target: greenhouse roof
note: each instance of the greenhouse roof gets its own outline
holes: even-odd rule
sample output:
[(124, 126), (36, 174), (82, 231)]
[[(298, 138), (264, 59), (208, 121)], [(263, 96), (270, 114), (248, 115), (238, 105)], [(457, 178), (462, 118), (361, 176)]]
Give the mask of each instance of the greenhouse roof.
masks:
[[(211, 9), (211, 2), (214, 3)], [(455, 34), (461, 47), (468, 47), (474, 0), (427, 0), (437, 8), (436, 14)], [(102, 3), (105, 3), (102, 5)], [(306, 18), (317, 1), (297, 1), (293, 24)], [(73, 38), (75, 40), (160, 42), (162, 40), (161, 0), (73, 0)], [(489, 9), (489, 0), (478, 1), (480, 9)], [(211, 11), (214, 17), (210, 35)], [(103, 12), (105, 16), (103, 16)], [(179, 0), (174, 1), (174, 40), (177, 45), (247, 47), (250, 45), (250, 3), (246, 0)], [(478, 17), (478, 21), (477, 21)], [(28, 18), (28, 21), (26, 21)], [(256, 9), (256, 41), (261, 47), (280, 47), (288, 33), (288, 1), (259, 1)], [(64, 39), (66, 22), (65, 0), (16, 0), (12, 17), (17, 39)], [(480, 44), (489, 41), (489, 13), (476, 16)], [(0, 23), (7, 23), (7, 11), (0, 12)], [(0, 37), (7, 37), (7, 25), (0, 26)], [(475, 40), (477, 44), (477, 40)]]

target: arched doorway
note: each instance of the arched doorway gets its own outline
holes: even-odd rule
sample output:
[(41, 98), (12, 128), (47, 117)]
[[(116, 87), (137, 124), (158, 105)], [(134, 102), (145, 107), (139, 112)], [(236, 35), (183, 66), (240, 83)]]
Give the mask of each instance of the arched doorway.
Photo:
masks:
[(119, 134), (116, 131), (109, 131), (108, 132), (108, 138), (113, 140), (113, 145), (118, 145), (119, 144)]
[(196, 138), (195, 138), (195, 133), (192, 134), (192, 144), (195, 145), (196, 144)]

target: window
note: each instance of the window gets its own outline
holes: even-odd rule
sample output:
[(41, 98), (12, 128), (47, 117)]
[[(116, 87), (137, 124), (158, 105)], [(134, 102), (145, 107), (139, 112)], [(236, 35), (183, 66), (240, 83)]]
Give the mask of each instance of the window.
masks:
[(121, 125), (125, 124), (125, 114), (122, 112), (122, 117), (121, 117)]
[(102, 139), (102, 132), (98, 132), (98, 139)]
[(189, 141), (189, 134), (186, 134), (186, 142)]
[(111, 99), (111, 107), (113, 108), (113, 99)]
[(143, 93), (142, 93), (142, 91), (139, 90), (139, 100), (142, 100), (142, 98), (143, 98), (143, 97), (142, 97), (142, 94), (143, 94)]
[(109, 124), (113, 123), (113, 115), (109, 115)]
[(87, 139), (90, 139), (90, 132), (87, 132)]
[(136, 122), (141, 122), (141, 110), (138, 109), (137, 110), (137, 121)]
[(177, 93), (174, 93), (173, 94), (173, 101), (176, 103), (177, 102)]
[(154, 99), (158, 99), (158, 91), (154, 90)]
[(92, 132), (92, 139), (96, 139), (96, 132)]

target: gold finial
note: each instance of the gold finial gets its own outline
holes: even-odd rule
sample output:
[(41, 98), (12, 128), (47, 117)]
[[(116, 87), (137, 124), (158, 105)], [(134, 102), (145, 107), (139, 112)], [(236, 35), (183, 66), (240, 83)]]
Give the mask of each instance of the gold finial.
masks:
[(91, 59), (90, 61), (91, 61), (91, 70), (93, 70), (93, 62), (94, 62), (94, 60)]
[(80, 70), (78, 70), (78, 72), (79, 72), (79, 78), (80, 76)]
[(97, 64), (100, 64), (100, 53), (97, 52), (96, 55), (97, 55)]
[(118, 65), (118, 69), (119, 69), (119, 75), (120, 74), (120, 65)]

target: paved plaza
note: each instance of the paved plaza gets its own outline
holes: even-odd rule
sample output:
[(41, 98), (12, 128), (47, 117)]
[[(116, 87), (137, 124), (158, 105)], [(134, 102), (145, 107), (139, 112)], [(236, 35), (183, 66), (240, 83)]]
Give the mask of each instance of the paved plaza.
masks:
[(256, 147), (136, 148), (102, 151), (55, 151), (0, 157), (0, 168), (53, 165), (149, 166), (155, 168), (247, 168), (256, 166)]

=-=-=-=-=

### Written task
Could you turn every line of the material above into a JSON list of strings, one string per line, with the blank lines left out?

### Full output
[
  "target: greenhouse roof",
  "note: each instance of the greenhouse roof gets its own outline",
  "holes: even-odd rule",
  "sample output:",
  "[(124, 126), (36, 174), (82, 231)]",
  "[[(298, 138), (264, 59), (208, 121)], [(263, 96), (270, 114), (248, 115), (238, 105)], [(457, 178), (462, 118), (361, 176)]]",
  "Give the mask of each instance of the greenhouse roof.",
  "masks:",
  "[[(211, 9), (211, 2), (214, 3)], [(455, 34), (461, 47), (468, 47), (474, 0), (427, 0), (437, 8), (436, 14)], [(102, 3), (105, 3), (102, 5)], [(306, 18), (317, 1), (297, 1), (293, 24)], [(73, 38), (75, 40), (160, 42), (162, 40), (161, 0), (73, 0)], [(489, 9), (489, 0), (478, 1), (480, 9)], [(211, 11), (214, 17), (210, 35)], [(103, 12), (105, 16), (103, 16)], [(179, 0), (174, 1), (174, 40), (177, 45), (247, 47), (250, 45), (250, 3), (246, 0)], [(478, 17), (478, 21), (477, 21)], [(28, 18), (28, 21), (26, 21)], [(256, 9), (256, 41), (261, 47), (280, 47), (288, 33), (288, 1), (259, 1)], [(64, 39), (66, 22), (65, 0), (16, 0), (12, 17), (17, 39)], [(480, 44), (489, 41), (489, 13), (476, 16)], [(0, 23), (7, 23), (7, 11), (0, 12)], [(0, 37), (7, 37), (7, 25), (0, 26)], [(475, 40), (477, 44), (477, 40)]]",
  "target: arched doorway",
  "note: each instance of the arched doorway gets its own outline",
  "holes: even-odd rule",
  "sample output:",
  "[(41, 98), (12, 128), (47, 117)]",
  "[[(116, 87), (137, 124), (158, 105)], [(134, 102), (145, 107), (139, 112)], [(236, 35), (183, 66), (240, 83)]]",
  "Give the mask of each instance of the arched doorway.",
  "Photo:",
  "masks:",
  "[(119, 134), (116, 131), (109, 131), (108, 132), (108, 138), (113, 140), (113, 145), (118, 145), (119, 144)]",
  "[(196, 138), (195, 138), (195, 133), (192, 134), (192, 144), (195, 145), (196, 144)]",
  "target: window",
  "note: each instance of the window gets its own outline",
  "holes: even-odd rule",
  "sample output:",
  "[(41, 98), (12, 128), (47, 117)]",
  "[[(116, 87), (137, 124), (158, 105)], [(134, 102), (145, 107), (139, 112)], [(236, 35), (183, 66), (240, 83)]]",
  "Give the mask of each instance of the window.",
  "masks:",
  "[(121, 125), (125, 124), (125, 114), (122, 112), (122, 117), (121, 117)]",
  "[(102, 139), (102, 132), (98, 132), (98, 139)]",
  "[(189, 141), (189, 134), (186, 134), (186, 142)]",
  "[(111, 99), (111, 107), (113, 108), (113, 99)]",
  "[(143, 93), (142, 93), (142, 91), (139, 90), (139, 100), (142, 100), (142, 98), (143, 98), (143, 97), (142, 97), (142, 94), (143, 94)]",
  "[(109, 124), (113, 123), (113, 115), (109, 115)]",
  "[(87, 139), (90, 139), (90, 132), (87, 132)]",
  "[(136, 122), (141, 122), (141, 110), (138, 109), (137, 110), (137, 121)]",
  "[(177, 93), (174, 93), (173, 94), (173, 101), (176, 103), (177, 102)]",
  "[(154, 99), (158, 99), (158, 91), (154, 90)]",
  "[(92, 132), (92, 139), (96, 139), (96, 132)]",
  "target: gold finial",
  "note: each instance of the gold finial gets its own outline",
  "holes: even-odd rule",
  "sample output:",
  "[(41, 98), (12, 128), (47, 117)]",
  "[[(116, 87), (137, 124), (158, 105)], [(134, 102), (145, 107), (139, 112)], [(236, 35), (183, 66), (240, 83)]]",
  "Give the mask of each instance of the gold finial.",
  "masks:",
  "[(91, 59), (90, 61), (91, 61), (91, 70), (93, 70), (93, 62), (94, 62), (94, 60)]",
  "[(80, 70), (78, 70), (78, 72), (79, 72), (79, 78), (80, 76)]",
  "[(97, 64), (100, 64), (100, 53), (97, 52), (96, 55), (97, 55)]",
  "[(118, 65), (118, 69), (119, 69), (119, 75), (120, 74), (120, 65)]",
  "target: paved plaza",
  "note: each instance of the paved plaza gets its own outline",
  "holes: even-odd rule",
  "sample output:",
  "[(41, 98), (12, 128), (47, 117)]",
  "[[(116, 87), (137, 124), (158, 105)], [(134, 102), (145, 107), (139, 112)], [(236, 35), (183, 66), (240, 83)]]",
  "Give the mask of each instance of the paved plaza.",
  "masks:",
  "[(256, 147), (136, 148), (102, 151), (55, 151), (0, 157), (0, 168), (53, 165), (149, 166), (155, 168), (247, 168), (256, 166)]"
]